Given task
Only the lines from the one bearing "For the test set, locate each instance of the tree trunk" to the final line should be transcribed, exactly and with both ends included. Pictures are to be left out.
■ ■ ■
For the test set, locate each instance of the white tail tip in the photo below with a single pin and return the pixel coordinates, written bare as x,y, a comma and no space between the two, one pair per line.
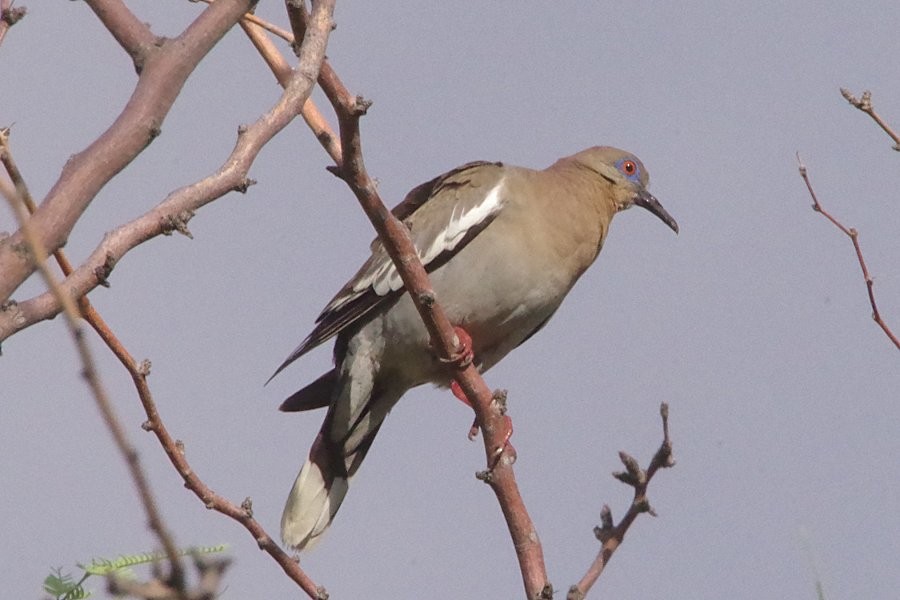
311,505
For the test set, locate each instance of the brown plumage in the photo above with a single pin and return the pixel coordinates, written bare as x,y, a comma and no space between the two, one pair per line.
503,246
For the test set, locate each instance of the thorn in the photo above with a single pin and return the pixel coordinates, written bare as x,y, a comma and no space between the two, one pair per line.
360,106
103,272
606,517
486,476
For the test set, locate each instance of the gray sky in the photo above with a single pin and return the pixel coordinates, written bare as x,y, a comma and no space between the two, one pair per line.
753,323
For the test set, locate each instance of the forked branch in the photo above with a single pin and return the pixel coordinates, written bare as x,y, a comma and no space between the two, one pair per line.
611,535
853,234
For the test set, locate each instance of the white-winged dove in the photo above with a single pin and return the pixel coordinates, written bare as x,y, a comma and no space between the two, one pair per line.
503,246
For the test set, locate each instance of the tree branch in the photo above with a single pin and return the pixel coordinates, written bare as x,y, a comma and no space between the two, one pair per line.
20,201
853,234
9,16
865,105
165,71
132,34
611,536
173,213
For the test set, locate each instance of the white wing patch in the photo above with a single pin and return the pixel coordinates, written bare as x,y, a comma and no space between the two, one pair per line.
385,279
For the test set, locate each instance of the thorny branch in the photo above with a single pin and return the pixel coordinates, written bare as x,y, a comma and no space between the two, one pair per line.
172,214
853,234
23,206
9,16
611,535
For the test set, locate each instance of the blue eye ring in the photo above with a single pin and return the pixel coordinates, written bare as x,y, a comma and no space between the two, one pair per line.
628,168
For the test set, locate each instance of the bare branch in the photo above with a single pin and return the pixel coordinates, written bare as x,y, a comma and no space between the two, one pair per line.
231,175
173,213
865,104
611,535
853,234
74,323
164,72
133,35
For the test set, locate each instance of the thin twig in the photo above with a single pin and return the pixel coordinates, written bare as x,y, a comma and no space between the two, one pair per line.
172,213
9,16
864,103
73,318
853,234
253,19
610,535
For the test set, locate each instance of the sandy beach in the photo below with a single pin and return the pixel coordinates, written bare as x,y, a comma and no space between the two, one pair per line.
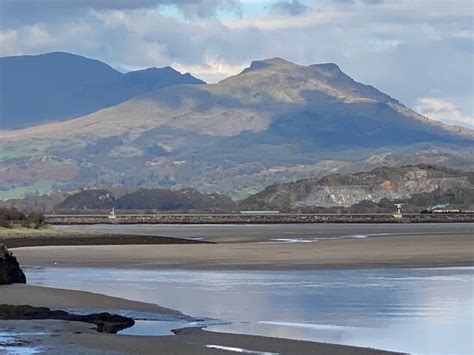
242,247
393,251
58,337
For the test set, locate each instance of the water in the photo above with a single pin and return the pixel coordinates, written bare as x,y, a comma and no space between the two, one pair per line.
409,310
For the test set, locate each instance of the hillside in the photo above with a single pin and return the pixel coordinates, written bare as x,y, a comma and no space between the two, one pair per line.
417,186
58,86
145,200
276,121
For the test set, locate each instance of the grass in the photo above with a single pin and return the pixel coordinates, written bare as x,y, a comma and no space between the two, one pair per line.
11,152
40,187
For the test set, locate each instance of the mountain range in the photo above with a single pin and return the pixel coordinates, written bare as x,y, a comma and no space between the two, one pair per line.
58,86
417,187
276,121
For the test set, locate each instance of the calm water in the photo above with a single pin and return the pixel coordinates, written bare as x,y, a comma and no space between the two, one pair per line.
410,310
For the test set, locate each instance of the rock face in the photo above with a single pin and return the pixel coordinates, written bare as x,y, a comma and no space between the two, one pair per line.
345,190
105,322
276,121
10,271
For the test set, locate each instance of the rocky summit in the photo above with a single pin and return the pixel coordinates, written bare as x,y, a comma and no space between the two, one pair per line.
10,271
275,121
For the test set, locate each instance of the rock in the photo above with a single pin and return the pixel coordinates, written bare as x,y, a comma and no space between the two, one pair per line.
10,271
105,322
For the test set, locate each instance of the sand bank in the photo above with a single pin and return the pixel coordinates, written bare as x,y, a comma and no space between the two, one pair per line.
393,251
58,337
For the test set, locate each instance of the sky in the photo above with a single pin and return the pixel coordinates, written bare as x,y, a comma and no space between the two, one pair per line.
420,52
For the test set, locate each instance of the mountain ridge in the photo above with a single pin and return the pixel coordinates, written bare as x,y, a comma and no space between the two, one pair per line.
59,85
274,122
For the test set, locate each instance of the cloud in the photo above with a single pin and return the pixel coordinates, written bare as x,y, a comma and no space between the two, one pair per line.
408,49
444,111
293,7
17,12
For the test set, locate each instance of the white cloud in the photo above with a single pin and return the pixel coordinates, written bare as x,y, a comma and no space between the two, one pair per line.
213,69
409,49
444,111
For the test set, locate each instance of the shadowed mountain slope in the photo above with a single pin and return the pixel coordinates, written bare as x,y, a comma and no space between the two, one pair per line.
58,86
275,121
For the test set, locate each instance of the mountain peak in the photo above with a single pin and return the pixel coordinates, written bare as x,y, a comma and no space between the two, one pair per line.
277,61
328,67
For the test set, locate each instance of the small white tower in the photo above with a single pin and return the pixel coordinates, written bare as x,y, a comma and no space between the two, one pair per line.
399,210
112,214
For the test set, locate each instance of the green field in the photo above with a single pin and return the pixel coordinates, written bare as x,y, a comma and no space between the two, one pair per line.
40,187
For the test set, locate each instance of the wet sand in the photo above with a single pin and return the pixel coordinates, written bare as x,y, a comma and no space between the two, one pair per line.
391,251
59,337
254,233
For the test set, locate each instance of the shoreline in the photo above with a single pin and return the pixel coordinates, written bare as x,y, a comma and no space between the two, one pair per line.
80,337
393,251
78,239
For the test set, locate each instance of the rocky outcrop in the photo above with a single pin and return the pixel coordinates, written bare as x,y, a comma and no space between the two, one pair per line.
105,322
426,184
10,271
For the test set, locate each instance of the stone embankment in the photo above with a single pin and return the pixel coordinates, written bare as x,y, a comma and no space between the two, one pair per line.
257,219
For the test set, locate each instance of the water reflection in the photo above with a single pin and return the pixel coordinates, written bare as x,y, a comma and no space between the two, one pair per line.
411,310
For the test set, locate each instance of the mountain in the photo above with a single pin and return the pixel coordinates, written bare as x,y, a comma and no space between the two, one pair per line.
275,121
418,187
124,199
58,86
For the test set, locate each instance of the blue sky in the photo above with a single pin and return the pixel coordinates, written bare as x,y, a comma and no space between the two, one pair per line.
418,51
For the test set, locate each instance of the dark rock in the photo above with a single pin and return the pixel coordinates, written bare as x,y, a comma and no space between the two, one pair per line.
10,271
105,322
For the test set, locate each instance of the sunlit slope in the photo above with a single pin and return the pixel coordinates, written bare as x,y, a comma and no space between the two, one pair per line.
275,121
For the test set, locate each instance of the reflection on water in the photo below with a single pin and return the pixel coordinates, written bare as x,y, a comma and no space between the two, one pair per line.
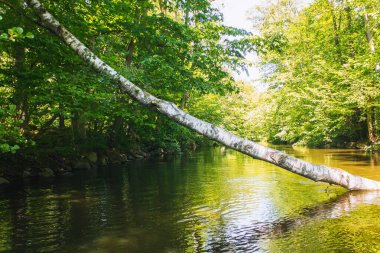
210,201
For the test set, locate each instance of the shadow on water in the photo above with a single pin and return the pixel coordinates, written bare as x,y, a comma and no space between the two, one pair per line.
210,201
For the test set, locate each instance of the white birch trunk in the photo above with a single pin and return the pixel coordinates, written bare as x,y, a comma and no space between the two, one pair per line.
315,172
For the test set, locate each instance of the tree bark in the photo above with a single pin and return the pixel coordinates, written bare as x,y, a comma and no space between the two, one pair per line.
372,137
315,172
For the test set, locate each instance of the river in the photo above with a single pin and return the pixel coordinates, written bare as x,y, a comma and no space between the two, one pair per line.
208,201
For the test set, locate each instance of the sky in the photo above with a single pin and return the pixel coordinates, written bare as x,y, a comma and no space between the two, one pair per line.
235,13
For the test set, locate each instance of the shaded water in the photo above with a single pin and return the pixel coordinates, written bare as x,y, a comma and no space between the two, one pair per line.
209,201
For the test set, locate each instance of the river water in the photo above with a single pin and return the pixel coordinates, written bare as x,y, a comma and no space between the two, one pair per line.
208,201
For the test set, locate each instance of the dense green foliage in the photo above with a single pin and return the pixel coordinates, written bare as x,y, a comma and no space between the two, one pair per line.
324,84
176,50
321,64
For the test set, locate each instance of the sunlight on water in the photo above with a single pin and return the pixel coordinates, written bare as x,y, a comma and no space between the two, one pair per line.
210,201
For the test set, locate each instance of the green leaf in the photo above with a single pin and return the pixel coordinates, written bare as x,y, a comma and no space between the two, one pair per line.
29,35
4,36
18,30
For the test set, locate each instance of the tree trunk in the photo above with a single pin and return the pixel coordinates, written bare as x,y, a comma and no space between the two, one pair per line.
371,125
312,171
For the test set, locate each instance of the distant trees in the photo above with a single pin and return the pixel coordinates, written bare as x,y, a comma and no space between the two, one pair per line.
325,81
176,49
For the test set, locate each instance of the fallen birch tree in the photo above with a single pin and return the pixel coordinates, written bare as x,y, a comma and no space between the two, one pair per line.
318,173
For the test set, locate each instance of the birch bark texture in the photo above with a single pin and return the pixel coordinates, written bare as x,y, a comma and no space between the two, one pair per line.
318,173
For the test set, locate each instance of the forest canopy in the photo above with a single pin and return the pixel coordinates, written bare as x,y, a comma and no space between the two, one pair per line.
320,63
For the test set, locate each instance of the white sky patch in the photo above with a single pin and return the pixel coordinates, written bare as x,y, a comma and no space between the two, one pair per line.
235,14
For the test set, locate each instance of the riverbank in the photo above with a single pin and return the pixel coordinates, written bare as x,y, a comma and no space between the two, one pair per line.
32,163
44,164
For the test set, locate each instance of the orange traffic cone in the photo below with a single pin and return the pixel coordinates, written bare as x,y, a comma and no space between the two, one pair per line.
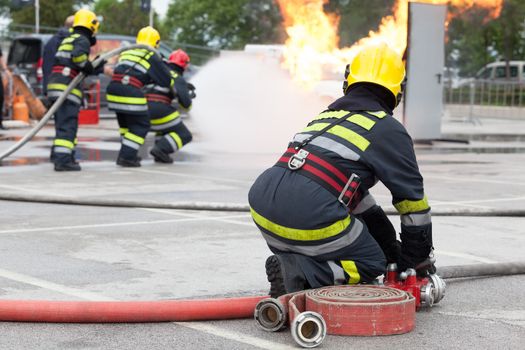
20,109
■ ■ ■
Exercise result
For the test set, locate each instance of the tree trunk in the photo above with a single pin and return the pixel coordinates, written bare as x,y, a comma and no space between the two, one pair per line.
371,125
312,171
For the test set, locate each instance of the distant trees in the photo above with a single pin and return the pixel coordinates, written bare as x,y, a comma and no space between the two, one pair per line.
325,81
176,49
For the test set, locate each instance of the fallen birch tree in the photo above with a single pin and return the pixel coordinates, written bare as x,y, a comma and no space between the two, one pair per line.
318,173
For the test set, locate each instance of the birch bark texture in the photo above with a single pin and return the pixel coordinates, written bare as x,y, a comma and no space between the two, one pair per line.
318,173
For the test set, locate each instance of the forest canopy in the photo above with a single pin and return the pixel coordinates, written bare as x,y, a comma and no space between the two, one pair per line.
320,63
For the test set, locate each instance of the white sky patch in the photo above with a single pin and return the pixel coordinates, written bare as x,y, a comma and no space between the two, one pair per line.
235,14
For the test set, locate each instance of the riverbank in the photo above with a single pin and return the pixel coordinates, written bare as x,y, a comma and no space between the two, one pair per line.
32,163
44,164
For the test set, locate each instance of the orange traffic cone in the photo below with a single pin and return the pixel coordinates, written bare as x,y, a comma and no space between the two, one pair per line.
20,109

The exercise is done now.